INSTRUÇÃO ESCRITA 1: De acordo com o texto sobre os ataques em Cabo Delgado, para que segunda província do país se está a alastrar o conflito?
INSTRUÇÃO ESCRITA 2: Retome o texto sobre os ataques em Cabo Delgado a seguir à última frase apresentada e dê-lhe continuação.

EXCERTO APRESENTADO:
════

Moçambique está a braços com um fenómeno estranho: desde 2017 que há ataques jihadistas na província de Cabo Delgado, norte do pais, onde existe um ambicioso projeto do gás natural, que tornará o país num dos maiores produtores mundiais, e grandes quantidades de rubis, um dos recursos minerais mais cobiçados atualmente. O Presidente moçambicano, Filipe Nyusi, solicitou apoio internacional para combater os protagonistas desses ataques, mas o governo desconhece quem são os autores dos atos violentos que já provocaram cerca de 350 mortos. Centenas de famílias estão a abandonar as suas casas e o conflito está a alastrar-se para uma segunda província do país: Niassa.

O jornal É@GORA entrevistou o especialista em assuntos africanos e um dos imigrantes moçambicanos mais respeitados no meio académico em Portugal e não só. Fernando Jorge Cardoso, docente de “Desafios Globais” e “Dinâmicas do Crescimento e Economias Emergentes”, duas cadeiras do curso de Estudos Internacionais ministrado pelo Instituto Universitário de Lisboa (ISCTE), considera que “o Estado moçambicano é um Estado fraco e, em Cabo Delgado, ainda mais fraco”. E dada à fragilidade das autoridades moçambicanas para travar as ações deste grupo desconhecido, o Professor Catedrático está “completamente de acordo” com uma intervenção externa de forças especializadas coordenadas pelas autoridades locais ou por quem seja capaz de o fazer “para caçar” os jihadistas que atuam no norte de Moçambique.

“Eu digo caçar de propósito porque, a prática de bombardear com artilharia ou com aviação, a única coisa que resulta é em morte de civis”, afirma o investigador em entrevista que pode acompanhar a seguir:

Professor, como é que o Estado moçambicano no seu todo deve atuar e como é que olha para a forma como está a responder essa questão dos insurgentes em Cabo Delgado?
O conhecimento e a análise que faço sobre aquilo que está a acontecer em Cabo Delgado é relativa à informação que tenho e capacidade de análise que sou capaz de ter. Parecem-me que há três ou quatro elementos que são claros no meio de tudo isso:
Primeiro elemento, há uma consequência de ações tomadas no passado, que não é tão recente como isso, e essas ações tomadas no passado têm a ver com o envio para doutrinação ou formação em Madrassas, portanto, em escolas corânicas e outras, quer na Arábia Saudita, quer nos Emirados Árabes Unidos, ou no Omã, mas particularmente na Arábia Saudita. E essa ida de jovens moçambicanos com bolsas para estudar nesses países foi algo que começou em Moçambique ainda no tempo de Samora Machel. Ainda no tempo em que o Conselho Islâmico acordou com Samora Machel que poderia aceitar dinheiro – neste caso, bolsas da Arábia Saudita – desde que garantisse ao regime na altura que isso não pudesse transmutar em qualquer posicionamento político contra esse mesmo regime.

════

Dados de anotação por pontos
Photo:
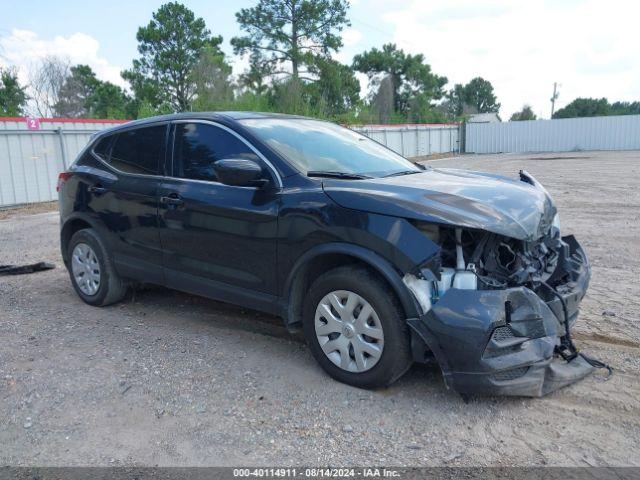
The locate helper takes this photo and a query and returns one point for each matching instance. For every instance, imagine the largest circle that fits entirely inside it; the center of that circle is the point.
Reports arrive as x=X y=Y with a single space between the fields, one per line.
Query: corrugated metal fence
x=415 y=140
x=561 y=135
x=30 y=160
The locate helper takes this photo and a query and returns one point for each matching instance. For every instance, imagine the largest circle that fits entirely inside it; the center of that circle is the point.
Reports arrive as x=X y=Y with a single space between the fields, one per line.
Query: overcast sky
x=590 y=47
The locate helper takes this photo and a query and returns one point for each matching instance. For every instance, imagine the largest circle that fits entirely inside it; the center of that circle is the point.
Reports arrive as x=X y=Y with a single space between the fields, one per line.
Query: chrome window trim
x=235 y=134
x=118 y=132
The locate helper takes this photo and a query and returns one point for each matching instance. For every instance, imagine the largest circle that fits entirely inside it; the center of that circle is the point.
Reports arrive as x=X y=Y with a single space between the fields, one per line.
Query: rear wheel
x=91 y=270
x=356 y=329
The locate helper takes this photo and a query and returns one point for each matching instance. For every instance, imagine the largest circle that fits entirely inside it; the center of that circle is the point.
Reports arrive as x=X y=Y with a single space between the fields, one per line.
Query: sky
x=589 y=47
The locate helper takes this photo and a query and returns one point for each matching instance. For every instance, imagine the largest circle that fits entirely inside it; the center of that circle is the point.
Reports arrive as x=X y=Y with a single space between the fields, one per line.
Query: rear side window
x=138 y=151
x=198 y=146
x=103 y=147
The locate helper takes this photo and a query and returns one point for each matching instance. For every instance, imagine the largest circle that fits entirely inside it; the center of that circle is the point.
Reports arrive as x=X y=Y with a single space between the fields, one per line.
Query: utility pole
x=554 y=97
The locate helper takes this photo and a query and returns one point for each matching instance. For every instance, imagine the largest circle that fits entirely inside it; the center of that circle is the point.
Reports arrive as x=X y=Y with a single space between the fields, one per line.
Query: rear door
x=218 y=240
x=126 y=199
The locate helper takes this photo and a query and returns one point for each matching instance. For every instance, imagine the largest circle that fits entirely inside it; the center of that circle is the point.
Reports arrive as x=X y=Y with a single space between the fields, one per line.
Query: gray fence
x=415 y=140
x=561 y=135
x=30 y=160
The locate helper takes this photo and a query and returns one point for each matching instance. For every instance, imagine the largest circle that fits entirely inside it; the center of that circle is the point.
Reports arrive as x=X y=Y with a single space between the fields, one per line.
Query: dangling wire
x=567 y=342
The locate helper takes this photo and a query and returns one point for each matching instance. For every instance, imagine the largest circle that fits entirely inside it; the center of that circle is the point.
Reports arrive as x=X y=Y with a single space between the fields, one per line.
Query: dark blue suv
x=380 y=261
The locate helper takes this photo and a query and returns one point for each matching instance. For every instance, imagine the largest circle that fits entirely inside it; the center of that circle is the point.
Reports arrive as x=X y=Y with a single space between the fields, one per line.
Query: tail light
x=63 y=177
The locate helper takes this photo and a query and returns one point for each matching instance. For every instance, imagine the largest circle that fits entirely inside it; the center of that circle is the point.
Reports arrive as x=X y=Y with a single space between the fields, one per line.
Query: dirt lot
x=172 y=379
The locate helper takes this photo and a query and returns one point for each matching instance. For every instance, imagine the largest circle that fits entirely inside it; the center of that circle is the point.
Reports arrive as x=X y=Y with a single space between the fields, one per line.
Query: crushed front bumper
x=502 y=341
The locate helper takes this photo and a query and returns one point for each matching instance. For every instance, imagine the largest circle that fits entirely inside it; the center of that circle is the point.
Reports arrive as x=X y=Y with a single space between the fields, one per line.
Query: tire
x=110 y=288
x=387 y=316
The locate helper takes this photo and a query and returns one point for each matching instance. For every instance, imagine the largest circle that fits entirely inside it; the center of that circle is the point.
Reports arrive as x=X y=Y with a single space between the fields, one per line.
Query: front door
x=218 y=240
x=126 y=200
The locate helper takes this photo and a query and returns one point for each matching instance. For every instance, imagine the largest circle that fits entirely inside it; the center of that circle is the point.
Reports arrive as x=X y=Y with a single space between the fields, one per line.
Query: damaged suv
x=380 y=261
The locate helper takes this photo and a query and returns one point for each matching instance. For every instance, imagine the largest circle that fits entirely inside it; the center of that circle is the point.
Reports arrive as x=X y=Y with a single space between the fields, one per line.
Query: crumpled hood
x=484 y=201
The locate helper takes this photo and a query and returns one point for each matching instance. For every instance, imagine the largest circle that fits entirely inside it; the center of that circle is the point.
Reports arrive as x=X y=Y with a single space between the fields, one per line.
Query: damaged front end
x=494 y=310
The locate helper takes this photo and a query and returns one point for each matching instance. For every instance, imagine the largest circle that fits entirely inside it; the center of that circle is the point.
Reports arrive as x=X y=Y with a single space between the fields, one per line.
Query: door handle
x=97 y=189
x=172 y=199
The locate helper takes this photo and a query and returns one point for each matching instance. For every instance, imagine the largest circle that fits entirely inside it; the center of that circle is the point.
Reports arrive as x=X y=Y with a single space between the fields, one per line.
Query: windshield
x=316 y=146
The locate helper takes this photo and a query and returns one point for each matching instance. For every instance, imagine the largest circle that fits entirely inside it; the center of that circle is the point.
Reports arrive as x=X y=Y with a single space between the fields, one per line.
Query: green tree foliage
x=525 y=114
x=290 y=33
x=596 y=107
x=73 y=98
x=212 y=79
x=170 y=46
x=336 y=92
x=454 y=105
x=83 y=95
x=404 y=77
x=13 y=96
x=478 y=93
x=625 y=108
x=110 y=101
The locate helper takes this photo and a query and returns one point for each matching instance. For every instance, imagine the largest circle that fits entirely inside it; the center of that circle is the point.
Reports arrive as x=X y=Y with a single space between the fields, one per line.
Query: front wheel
x=356 y=329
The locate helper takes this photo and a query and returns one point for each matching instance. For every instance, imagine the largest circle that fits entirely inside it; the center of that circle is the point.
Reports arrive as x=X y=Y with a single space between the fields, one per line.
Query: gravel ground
x=171 y=379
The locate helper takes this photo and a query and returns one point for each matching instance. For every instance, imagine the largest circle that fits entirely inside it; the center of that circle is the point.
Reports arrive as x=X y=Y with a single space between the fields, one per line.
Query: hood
x=519 y=209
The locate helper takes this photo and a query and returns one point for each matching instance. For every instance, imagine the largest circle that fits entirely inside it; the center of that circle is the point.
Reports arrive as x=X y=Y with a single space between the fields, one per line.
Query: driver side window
x=198 y=146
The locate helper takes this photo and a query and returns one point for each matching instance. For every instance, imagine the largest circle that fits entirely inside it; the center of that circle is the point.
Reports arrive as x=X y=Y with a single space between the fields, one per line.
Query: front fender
x=372 y=259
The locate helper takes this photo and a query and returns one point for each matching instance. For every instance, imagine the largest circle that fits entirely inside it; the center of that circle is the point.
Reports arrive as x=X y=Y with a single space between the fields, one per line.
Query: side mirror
x=239 y=172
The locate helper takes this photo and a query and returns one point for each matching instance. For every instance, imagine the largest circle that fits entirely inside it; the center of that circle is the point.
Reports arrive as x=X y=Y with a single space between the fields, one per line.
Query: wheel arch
x=71 y=226
x=323 y=258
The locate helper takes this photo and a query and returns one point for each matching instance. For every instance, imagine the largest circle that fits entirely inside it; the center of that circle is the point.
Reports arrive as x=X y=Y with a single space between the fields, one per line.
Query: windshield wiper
x=403 y=172
x=332 y=174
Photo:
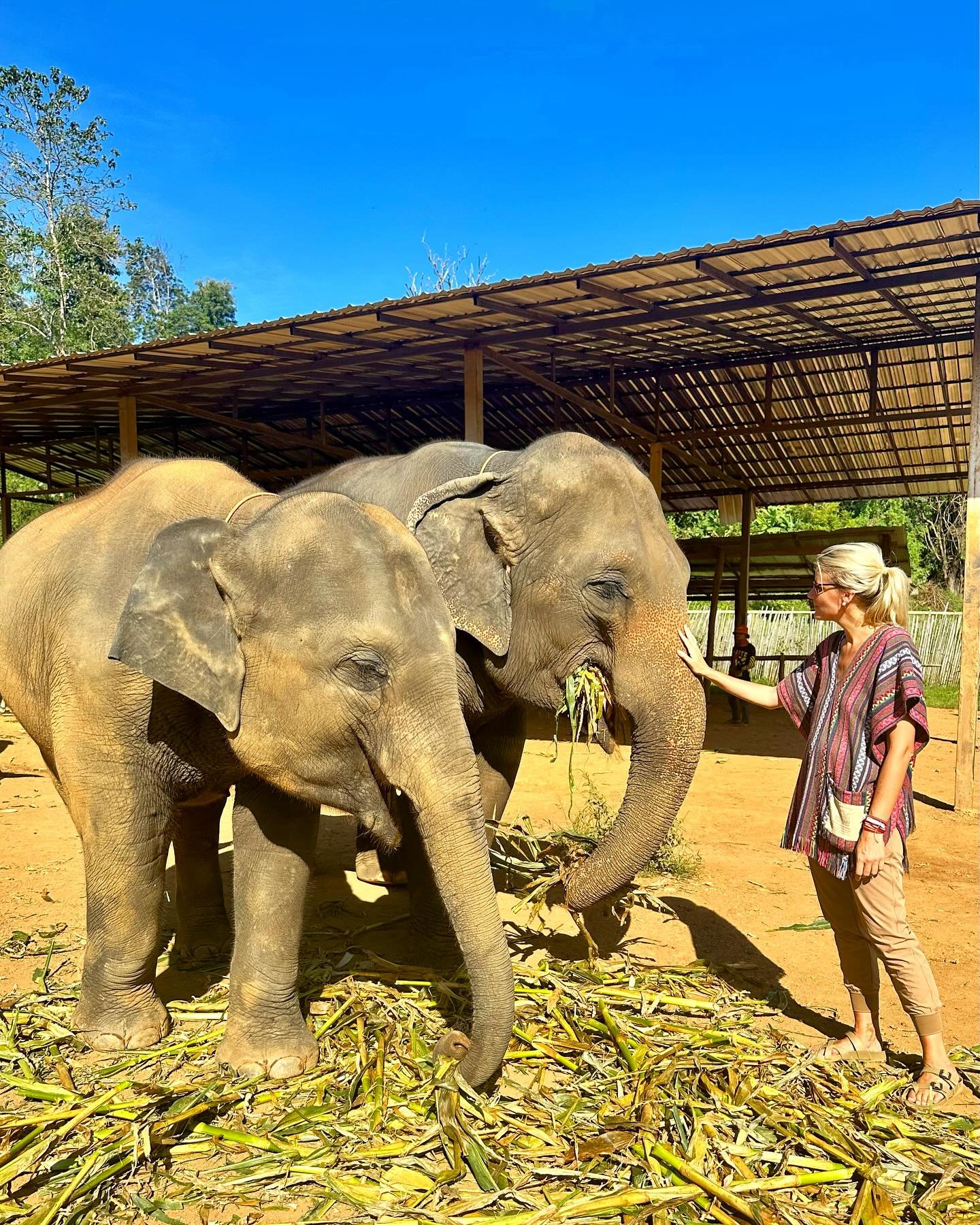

════

RESPOSTA DO EXERCÍCIO 1: O conflito está a alastrar-se para a província de Niassa.

RESPOSTA DO EXERCÍCIO 2:
Após a liberalização do regime moçambicano e a ida de jovens moçambicanos, com bolsas, para Arábia Saudita e outros países – porque não foi só de Moçambique que isso aconteceu – foi intensificada. E o que aconteceu foi que em determinado momento do regresso destes jovens, os próprios dirigentes do Conselho Islâmico de Moçambique começaram a ter alguma dificuldade não só de integração de alguns deste jovens, como também começaram a ser contestados. E ao serem contestados, houve um posicionamento dentro do Conselho Islâmico no sentido de enviar uma grande parte deles para o Norte de Moçambique, mais concretamente em Cabo Delgado, onde foram criados um conjunto de mesquitas, houve um conjunto de problemas, mas que não geraram violência do género que acontece desde 2017 em diante. Portanto, nós temos aqui uma componente que tem a ver com a forma como foi gerida por parte do Conselho Islâmico de Moçambique e das autoridades moçambicanas a ida de jovens moçambicanos que voltam, digamos, com uma maneira diferente de olhar para a prática islâmica, de uma maneira, como agora se diz e é correto dizer, salafita, portanto, uma maneira radical, extremista literal (que fazem) uma leitura literal do Corão e que contrasta com as práticas tradicionais, ou de longo termo, praticadas no Norte de Moçambique. Portanto, esse é um dos componentes de há mais tempo.
Um segundo componente que é muito mais recente tem a ver com o facto de no Quénia ter sido morto, em 2012, um dos líderes islâmicos apoiantes de movimentos jihadistas que tinha um conjunto de seguidores. Foram de facto atacados, mortos e foram objeto de violência por parte das autoridades militares e policiais quenianas, também porque o Quénia é um país extremamente envolvido no conflito da Somália no sentido em que tem milhares de soldados quenianos na Somália a tentarem ajudar o governo a conseguir controlar Mogadíscio e as áreas no sul do país que fazem fronteira com o Quénia e que estão todos os dias ameaçados pelo al-shabab, movimento que é hostil à governação queniana.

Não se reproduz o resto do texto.